Pointing dataset listing
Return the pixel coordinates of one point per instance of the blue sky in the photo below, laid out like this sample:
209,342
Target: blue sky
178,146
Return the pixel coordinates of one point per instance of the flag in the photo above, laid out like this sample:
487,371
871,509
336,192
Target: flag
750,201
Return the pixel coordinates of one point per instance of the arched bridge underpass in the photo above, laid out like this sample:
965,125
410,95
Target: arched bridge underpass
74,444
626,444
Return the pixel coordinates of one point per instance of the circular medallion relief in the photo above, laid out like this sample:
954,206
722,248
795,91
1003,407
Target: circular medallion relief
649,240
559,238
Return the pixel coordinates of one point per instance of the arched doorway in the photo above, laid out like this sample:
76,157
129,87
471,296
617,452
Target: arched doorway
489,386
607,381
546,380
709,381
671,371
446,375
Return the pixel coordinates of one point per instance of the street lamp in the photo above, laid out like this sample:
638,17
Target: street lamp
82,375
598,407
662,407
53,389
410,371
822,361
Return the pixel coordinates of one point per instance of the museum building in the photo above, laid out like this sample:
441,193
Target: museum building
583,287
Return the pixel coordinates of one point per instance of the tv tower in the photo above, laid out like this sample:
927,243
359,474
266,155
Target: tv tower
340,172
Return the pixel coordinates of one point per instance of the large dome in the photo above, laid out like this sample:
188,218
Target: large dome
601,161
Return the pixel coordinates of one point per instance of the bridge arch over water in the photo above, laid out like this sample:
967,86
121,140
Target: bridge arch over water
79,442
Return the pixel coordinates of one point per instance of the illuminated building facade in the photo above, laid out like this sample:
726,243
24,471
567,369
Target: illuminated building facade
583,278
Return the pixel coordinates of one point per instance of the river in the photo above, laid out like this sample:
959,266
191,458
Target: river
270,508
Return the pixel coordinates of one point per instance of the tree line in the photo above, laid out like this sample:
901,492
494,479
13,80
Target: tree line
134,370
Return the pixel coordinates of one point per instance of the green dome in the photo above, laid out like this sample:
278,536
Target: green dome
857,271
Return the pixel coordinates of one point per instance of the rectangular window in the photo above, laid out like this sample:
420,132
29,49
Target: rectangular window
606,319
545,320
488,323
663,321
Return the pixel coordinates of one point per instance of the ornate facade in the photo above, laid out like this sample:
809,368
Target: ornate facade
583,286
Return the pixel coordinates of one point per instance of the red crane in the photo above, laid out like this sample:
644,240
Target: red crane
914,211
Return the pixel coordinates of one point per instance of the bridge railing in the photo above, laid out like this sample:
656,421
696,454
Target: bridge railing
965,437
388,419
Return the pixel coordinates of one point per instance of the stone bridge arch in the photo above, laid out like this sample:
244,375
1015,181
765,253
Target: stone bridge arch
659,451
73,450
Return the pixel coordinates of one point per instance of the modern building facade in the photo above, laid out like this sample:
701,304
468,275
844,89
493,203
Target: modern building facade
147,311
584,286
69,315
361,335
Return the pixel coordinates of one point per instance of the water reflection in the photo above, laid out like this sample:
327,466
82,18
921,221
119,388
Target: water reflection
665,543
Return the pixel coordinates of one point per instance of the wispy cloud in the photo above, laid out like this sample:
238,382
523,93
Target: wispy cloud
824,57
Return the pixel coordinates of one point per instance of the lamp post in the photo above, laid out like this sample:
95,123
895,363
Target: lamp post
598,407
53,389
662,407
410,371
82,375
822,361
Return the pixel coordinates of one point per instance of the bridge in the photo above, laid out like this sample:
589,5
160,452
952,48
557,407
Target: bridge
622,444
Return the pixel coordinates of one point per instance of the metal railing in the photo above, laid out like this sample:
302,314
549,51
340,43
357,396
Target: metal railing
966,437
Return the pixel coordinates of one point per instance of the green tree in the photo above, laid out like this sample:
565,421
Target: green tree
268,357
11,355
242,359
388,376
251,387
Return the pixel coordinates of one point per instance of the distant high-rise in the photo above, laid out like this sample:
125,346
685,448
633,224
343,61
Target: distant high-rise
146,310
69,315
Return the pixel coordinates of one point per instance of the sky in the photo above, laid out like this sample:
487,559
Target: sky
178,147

TASK REQUIREMENTS = Can you rewrite the listing from the line containing "of the ornate" through the end of the listing, replacing "railing" with "handrail" and changing nothing else?

EXERCISE RESULT =
Return the pixel coordinates of one point per instance of the ornate facade in the photo above, laid out like this sample:
809,368
Target: ornate facade
583,286
Return the pixel coordinates of one point per instance of the red crane in the photo above, laid out like this sample:
644,240
Target: red crane
914,211
Return the pixel coordinates of one point per instance of the bridge handrail in the photo above, laid out like this sample:
656,421
696,454
Target: bridge handrail
965,437
388,419
Return the pixel coordinates of one point per instance of the stone bridge arch in the photo above, laid out like this sample:
244,375
1015,181
765,253
Target: stone bridge arch
659,451
73,450
Return the pixel coordinates of one point per instance of the modern building facade in the photo above, laid out like this sample:
701,304
468,275
844,89
493,203
Target: modern building facade
147,311
584,286
69,315
361,335
Return the pixel coordinates of one point per instance of the water reflection in the photo above, laid out like this sample:
327,466
82,18
921,221
119,388
Target: water reflection
665,543
Return the pixel coordinates of one point per instance of the wispy cloud in the photo above, laid out like this sample:
238,382
523,93
Target: wispy cloud
824,57
Return the pixel coordinates of one point per instance of the lamp post in the photo above, laid out like this sample:
95,123
895,363
Target: lamp post
598,407
53,389
662,407
410,371
82,375
822,361
Return the pixel coordinates of one point per instance of the bridge in the photo above, laid out like this sample:
589,5
160,452
952,48
557,407
Target: bridge
622,444
Return the pixel coordinates of one point per instance of the metal handrail in the photo above, laid out like this sample:
302,314
549,51
340,43
357,396
Target: metal handrail
966,437
Return the pixel coordinates of one point per instance of the green tree in the photo above, laid out like this sample:
565,421
Target: green tree
268,357
11,355
242,359
388,376
251,387
Return the pixel coordinates of one point per instance of the distant high-rise in the photo above, laid out like this sample:
125,346
685,448
633,224
343,61
Target: distant high-rise
146,310
69,315
Return the pixel coordinates of one point per instance of the sky in the photo above, laid out like this sample:
487,559
Target: sky
178,147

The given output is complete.